◆ **Document excerpt**:

CODEWITHSUNDEEP
pythonregexbackspacecontrol-characters
Mark Galeck
Mark Galeck

Reputation: 6395

Apply formatting control characters (backspace and carriage return) to string, without needing recursion

What is the easiest way to "interpret" formatting control characters in a string, to show the results as if they were printed. For simplicity, I will assume there are no newlines in the string.

So for example, 

>>> sys.stdout.write('foo\br')

shows for, therefore

interpret('foo\br') should be 'for'

>>>sys.sdtout.write('foo\rbar')

shows bar, therefore

interpret('foo\rbar') should be 'bar'

I can write a regular expression substitution here, but, in the case of '\b' replacement, it would have to be applied recursively until there are no more occurrences. It would be quite complex if done without recursion.

Is there an easier way?

Upvotes: 1

Views: 976

Answers (3)

Bakuriu
Bakuriu

Reputation: 101959

Python's does not have any built-in or standard library module for doing this. However if you only care for simple control characters like \r, \b and \n you can write a simple function to handle this:

def interpret(text):
    lines = []
    current_line = []
    for char in text:
        if char == '\n':
            lines.append(''.join(current_line))
            current_line = []
        elif char == '\r':
            current_line.clear()
            # del current_line[:]  # in old python versions
        elif char == '\b':
            del current_line[-1:]
        else:
            current_line.append(char)

◆ **The tasks**:
• a. In the records, rewrite the stretch from the line containing "of the foil-wrapped" through the end of the records, swapping "handwritten" for "hand-lettered" and leaving everything else the same.
• b. Pick up the forum thread on applying backspace and carriage return characters to a string where it stops, and write the next part.

Point placement records

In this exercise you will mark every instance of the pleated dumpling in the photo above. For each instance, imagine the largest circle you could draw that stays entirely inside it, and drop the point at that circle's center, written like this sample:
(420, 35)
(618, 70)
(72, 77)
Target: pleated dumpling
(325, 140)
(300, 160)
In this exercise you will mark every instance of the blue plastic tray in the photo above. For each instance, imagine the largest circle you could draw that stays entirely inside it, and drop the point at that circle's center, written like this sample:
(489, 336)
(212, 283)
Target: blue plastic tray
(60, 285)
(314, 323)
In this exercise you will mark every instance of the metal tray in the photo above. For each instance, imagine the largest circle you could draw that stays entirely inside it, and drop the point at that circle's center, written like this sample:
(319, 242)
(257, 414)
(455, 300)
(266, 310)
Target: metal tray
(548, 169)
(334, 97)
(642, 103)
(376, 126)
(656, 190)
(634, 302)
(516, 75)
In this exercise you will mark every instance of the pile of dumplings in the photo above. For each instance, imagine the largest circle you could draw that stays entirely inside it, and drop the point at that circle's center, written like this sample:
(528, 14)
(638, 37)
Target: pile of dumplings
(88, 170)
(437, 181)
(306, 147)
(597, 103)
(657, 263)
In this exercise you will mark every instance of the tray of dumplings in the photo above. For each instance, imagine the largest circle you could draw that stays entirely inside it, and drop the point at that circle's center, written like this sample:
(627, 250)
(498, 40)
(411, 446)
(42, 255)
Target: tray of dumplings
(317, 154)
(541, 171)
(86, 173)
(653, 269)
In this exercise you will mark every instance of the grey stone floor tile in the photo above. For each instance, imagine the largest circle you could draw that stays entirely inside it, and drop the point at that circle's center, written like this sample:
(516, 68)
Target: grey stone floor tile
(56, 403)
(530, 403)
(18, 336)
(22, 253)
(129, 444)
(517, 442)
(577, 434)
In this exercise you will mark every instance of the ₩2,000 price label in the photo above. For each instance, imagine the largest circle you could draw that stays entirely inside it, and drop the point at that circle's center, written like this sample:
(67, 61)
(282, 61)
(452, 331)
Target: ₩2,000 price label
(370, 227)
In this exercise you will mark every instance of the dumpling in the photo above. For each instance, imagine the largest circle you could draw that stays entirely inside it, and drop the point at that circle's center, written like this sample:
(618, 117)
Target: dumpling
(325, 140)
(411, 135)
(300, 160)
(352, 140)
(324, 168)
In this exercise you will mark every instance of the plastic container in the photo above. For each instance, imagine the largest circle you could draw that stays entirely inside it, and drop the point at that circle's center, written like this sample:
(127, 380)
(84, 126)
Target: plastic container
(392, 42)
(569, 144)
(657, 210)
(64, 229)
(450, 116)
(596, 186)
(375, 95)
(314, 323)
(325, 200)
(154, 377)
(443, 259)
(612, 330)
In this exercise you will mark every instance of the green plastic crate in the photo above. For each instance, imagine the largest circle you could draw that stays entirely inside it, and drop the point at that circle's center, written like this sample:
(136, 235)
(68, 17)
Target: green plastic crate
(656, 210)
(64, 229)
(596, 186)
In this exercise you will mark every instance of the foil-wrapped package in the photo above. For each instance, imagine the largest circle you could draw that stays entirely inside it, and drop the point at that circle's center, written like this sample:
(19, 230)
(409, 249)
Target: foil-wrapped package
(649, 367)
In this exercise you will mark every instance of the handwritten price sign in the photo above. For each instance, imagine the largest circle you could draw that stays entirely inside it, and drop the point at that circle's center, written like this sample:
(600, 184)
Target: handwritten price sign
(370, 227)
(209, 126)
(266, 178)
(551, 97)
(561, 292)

◆ **Responses**:
• a.
In this exercise you will mark every instance of the foil-wrapped package in the photo above. For each instance, imagine the largest circle you could draw that stays entirely inside it, and drop the point at that circle's center, written like this sample:
(19, 230)
(409, 249)
Target: foil-wrapped package
(649, 367)
In this exercise you will mark every instance of the hand-lettered price sign in the photo above. For each instance, imagine the largest circle you could draw that stays entirely inside it, and drop the point at that circle's center, written like this sample:
(600, 184)
Target: hand-lettered price sign
(370, 227)
(209, 126)
(266, 178)
(551, 97)
(561, 292)

• b.
    if current_line:
        lines.append(current_line)
    return '\n'.join(lines)

You can extend the function handling any control character you want. For example you might want to ignore some control characters that don't get actually displayed in a terminal (e.g. the bell \a)

Upvotes: 1

smci
smci

Reputation: 33950

UPDATE: after 30 minutes of asking for clarifications and an example string, we find the question is actually quite different: "How to repeatedly apply formatting control characters (backspace) to a Python string?" In that case yes you apparently need to apply the regex/fn repeatedly until you stop getting matches. SOLUTION:

import re

def repeated_re_sub(pattern, sub, s, flags=re.U):
    """Match-and-replace repeatedly until we run out of matches..."""
    patc = re.compile(pattern, flags)

    sold = ''
    while sold != s:
        sold = s
        print "patc=>%s<    sold=>%s<   s=>%s<" % (patc,sold,s)
        s = patc.sub(sub, sold)
        #print help(patc.sub)

    return s

print repeated_re_sub('[^\b]\b', '', 'abc\b\x08de\b\bfg')
#print repeated_re_sub('.\b', '', 'abcd\b\x08e\b\bfg')

[multiple previous answers, asking for clarifications and pointing out that both re.sub(...) or string.replace(...) could be used to solve the problem, non-recursively.]

Upvotes: 0

Veedrac
Veedrac

Reputation: 60147

If efficiency doesn't matter, a simple stack would work fine:

string = "foo\rbar\rbash\rboo\b\bba\br"

res = []
for char in string:
    if char == "\r":
        res.clear()
    elif char == "\b":
        if res: del res[-1]
    else:
        res.append(char)

"".join(res)
#>>> 'bbr'

Otherwise, I think this is about as fast as you can hope for in complex cases:

string = "foo\rbar\rbash\rboo\b\bba\br"

try:
    string = string[string.rindex("\r")+1:]
except ValueError:
    pass

split_iter = iter(string.split("\b"))
res = list(next(split_iter, ''))
for part in split_iter:
    if res: del res[-1]
    res.extend(part)

"".join(res)
#>>> 'bbr'

Note that I haven't timed this.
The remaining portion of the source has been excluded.